TASKS TO PERFORM:
1: In the day school awards notice, retype the part that opens with the words containing "Day school awards" and closes with "158, or email@example.com.".
2: According to the day school awards notice, which award are Bobbi and Peter Feinstein to receive?
#### GIVEN PASSAGE ####
Day school awards presentation: Solomon Schechter Day School is planning its annual gala and awards presentation March 13 at Canyon Gate Country Club, 2001 Canyon Gate Drive. Jewish philanthropists and Temple Beth Sholom members Bobbi and Peter Feinstein are to be presented with the Founders Award; Schechter Judaic teachers Sara Gruber, Ronit Didio and Iris Ozer are to receive the Commitment to Jewish Education Award; and The Honorable Abbi Silver will be given the Excellence in Leadership Award. The Evening at the Casbah-themed event raises funds for the Sidney Chaplin Memorial Scholarship Fund, with proceeds benefiting families in need. Silent and live auctions are planned with spa packages, jewelry, fine art, vacations, VIP lunch dates, summer camp experiences, and more. Contact Denise Hahamy at 702-804-1333, ext. 158, or email@example.com.
#### AVAILABLE DATA ####
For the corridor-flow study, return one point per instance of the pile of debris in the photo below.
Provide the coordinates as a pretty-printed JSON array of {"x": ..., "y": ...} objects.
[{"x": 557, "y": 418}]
####
#### AVAILABLE DATA ####
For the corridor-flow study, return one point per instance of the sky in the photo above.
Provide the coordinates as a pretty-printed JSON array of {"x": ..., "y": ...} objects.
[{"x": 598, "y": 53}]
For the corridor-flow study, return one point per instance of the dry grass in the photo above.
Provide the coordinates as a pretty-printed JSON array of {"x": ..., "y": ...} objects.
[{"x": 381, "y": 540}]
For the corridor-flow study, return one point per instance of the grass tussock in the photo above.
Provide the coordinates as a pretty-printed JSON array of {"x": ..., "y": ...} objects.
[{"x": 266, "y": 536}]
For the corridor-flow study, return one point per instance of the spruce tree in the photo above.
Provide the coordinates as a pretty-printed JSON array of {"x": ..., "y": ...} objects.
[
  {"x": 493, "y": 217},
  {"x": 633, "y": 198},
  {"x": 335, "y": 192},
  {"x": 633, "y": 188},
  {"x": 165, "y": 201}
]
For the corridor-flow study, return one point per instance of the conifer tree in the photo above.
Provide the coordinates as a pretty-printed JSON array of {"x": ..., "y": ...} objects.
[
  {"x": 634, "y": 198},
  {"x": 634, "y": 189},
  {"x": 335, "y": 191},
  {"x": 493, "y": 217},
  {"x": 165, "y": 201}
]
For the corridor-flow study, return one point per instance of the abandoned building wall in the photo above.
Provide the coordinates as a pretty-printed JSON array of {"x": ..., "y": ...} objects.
####
#### AVAILABLE DATA ####
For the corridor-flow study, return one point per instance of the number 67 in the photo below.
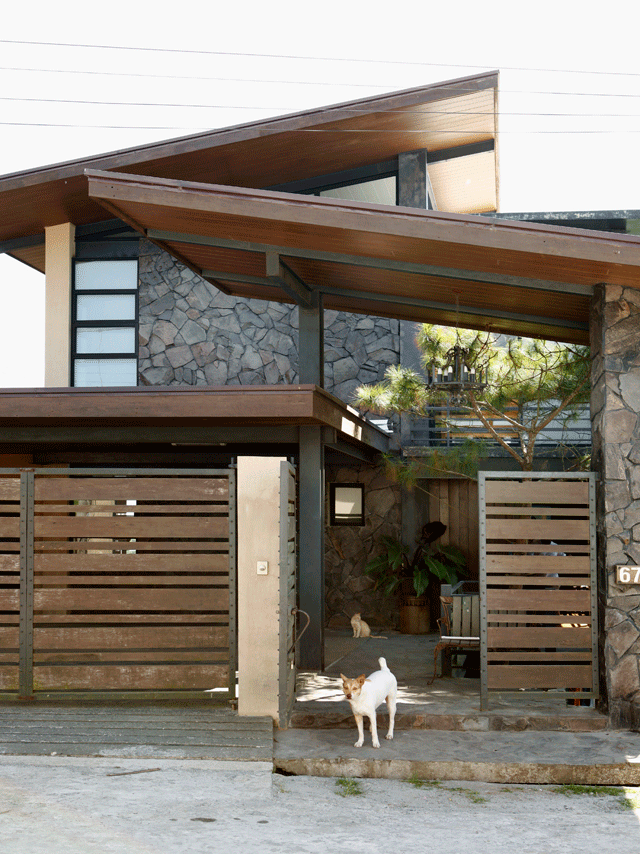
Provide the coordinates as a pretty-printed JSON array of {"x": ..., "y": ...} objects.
####
WRITTEN ANSWERS:
1:
Day school awards presentation: Solomon Schechter Day School is planning its annual gala and awards presentation March 13 at Canyon Gate Country Club, 2001 Canyon Gate Drive. Jewish philanthropists and Temple Beth Sholom members Bobbi and Peter Feinstein are to be presented with the Founders Award; Schechter Judaic teachers Sara Gruber, Ronit Didio and Iris Ozer are to receive the Commitment to Jewish Education Award; and The Honorable Abbi Silver will be given the Excellence in Leadership Award. The Evening at the Casbah-themed event raises funds for the Sidney Chaplin Memorial Scholarship Fund, with proceeds benefiting families in need. Silent and live auctions are planned with spa packages, jewelry, fine art, vacations, VIP lunch dates, summer camp experiences, and more. Contact Denise Hahamy at 702-804-1333, ext. 158, or email@example.com.

2: The Founders Award